Die im Ausschuss gehörten Beamt*innen aus dem Staatsschutz zeigten sich selbst weitgehend zufrieden mit ihrer Arbeit und verorteten die Verantwortung für ausbleibende Erfolge meist an anderer Stelle. Der Sachbearbeiter im Staatsschutz Lars M., der sich von 2012 bis 2016 auch mit der Tatserie befasste, befand gar: „Also wir waren alle toll.“ Auffällig war, dass sich vor allem einige Beamte aus dem Höheren Dienst auf Erinnerungslücken beriefen. Verwiesen wurde dann gerne darauf, dass es nun mal nicht Aufgabe von Führungskräften sei, in den Details von Ermittlungen bewandert zu sein. Überhaupt bietet die Komplexität der Organisation Polizei einzelnen Beamt*innen auch hier die Möglichkeit, sich auf die vorgesehene Arbeitsteilung zu berufen und die Verantwortung zu verschieben. Insgesamt zeichneten die Aussagen das Bild einer Art Verantwortungsdiffusion.
Serie oder nicht?
Eine wesentliche Frage in Bezug auf die Straftatenserie in Neukölln ist, ob diese bei der Polizei auch als Serie erkannt wurde. Der Untersuchungsauftrag des Ausschusses umfasst den Zeitraum von 2009 bis 2021. Bei der Polizei wurden jedoch deutlich kürzere Zeiträume angelegt. Insgesamt blieben die Fälle aus den Jahren 2009 bis 2012 in der Polizeiarbeit unterbelichtet. In ihrem Gutachten (Bericht zur 8. Sitzung) zählt die „Mobile Beratung gegen Rechtsextremismus“ (MBR) für diesen Zeitraum mehr als 80 „rechtsextreme Angriffe mit Bezug zu Neukölln und dem ‚NW-Berlin‘-Netzwerk“ [NW-Berlin = „Nationaler Widerstand Berlin“] auf.

DATENAUSZUG:
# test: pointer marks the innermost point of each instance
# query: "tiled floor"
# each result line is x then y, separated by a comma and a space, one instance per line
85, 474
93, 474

AUFGABEN:
(a) Nenne alle verschiedenen Jahreszahlen, die im Text zur Neuköllner Straftatenserie vorkommen, in der Reihenfolge ihres ersten Auftretens.
(b) Führe den Text über die Neuköllner Straftatenserie im Anschluss an seinen letzten Satz fort.
Die Datensätze spielen hierfür keine Rolle.

ANTWORTEN:
(a) 2012, 2016, 2009, 2021

(b)
Der Tenor der Aussagen von LKA-Beamt*innen im Ausschuss war, dass sie diese rechten Taten bereits früh als Serie erkannt und konsequent in diese Richtung ermittelt hätten. Bei der Staatsanwaltschaft sei man der Einschätzung, dass es sich um eine Serie handelt, jedoch nicht oder nicht ausreichend gefolgt. Dort seien zusammenhängende Taten teilweise wieder auseinandergerissen worden. Diese Einschätzung ist auch deshalb relevant, weil der damalige Leiter der für Staatsschutz zuständigen Abteilung der Staatsanwaltschaft in Verdacht steht, parteiisch zu sein. Hintergrund ist ein Telegram-Chat des Tatverdächtigen Tilo P. mit einem Neuköllner AfD-Mitglied. P. hatte diesem nach einer Zeugenvernehmung in einer anderen Sache geschrieben, der ihn vernehmende Oberstaatsanwalt habe angedeutet, auf ihrer Seite zu sein. Zeuge Michael E., Leiter der EG Resin bis 2019, sagte auf Frage zu dem betreffenden Oberstaatsanwalt: „Salopp fiel auch mal zwischen uns: ‚Was ist denn mit dem nicht in Ordnung? Ist das ein AfD-Typ oder was? Warum kriege ich die Beschlüsse nicht, da stimmt doch was nicht?‘“ Als später die Generalstaatsanwaltschaft übernahm, lief die Zusammenarbeit der beiden Behörden anscheinend besser. Dem Bereich der Staatsanwaltschaft wird sich der Ausschuss separat widmen.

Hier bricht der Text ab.